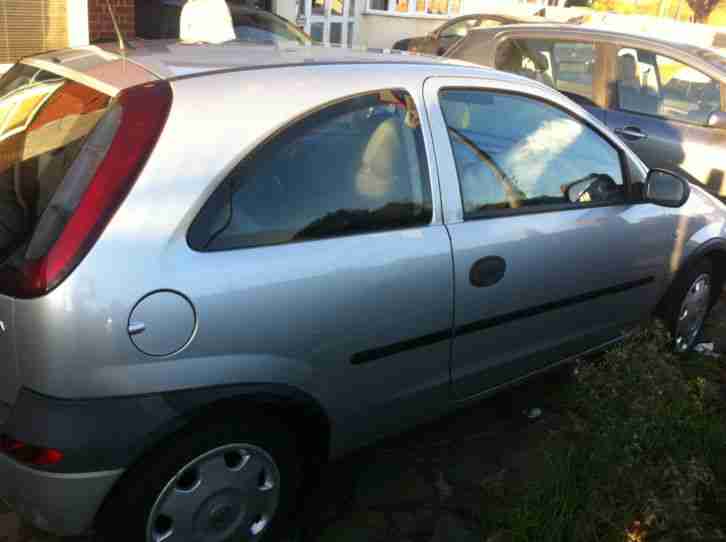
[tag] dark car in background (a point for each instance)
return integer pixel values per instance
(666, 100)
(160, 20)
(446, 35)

==

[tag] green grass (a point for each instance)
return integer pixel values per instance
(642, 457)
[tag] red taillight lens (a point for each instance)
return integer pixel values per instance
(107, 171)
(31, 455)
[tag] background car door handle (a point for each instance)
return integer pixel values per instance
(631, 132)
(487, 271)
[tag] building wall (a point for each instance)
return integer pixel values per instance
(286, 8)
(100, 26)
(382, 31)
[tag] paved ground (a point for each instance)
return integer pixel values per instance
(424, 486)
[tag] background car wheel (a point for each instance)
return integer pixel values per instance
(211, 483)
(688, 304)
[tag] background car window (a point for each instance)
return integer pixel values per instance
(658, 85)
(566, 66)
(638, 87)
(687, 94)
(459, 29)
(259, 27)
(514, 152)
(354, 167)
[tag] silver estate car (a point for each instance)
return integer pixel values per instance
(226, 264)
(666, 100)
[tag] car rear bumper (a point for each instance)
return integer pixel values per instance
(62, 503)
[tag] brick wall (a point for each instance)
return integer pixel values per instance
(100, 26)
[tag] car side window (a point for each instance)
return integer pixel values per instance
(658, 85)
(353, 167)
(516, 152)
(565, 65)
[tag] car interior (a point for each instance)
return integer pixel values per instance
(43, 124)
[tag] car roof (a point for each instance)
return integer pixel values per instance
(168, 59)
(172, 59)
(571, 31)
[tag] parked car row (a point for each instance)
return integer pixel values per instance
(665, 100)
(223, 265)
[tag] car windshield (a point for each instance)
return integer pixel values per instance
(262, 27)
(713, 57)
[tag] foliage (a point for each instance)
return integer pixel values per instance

...

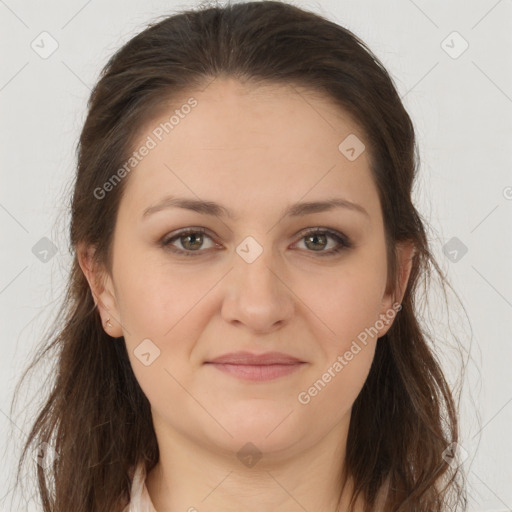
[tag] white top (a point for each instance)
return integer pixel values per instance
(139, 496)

_Instruction_
Please count the lines in the items above that contain the string "window". Reply with the number alone.

_Task result_
2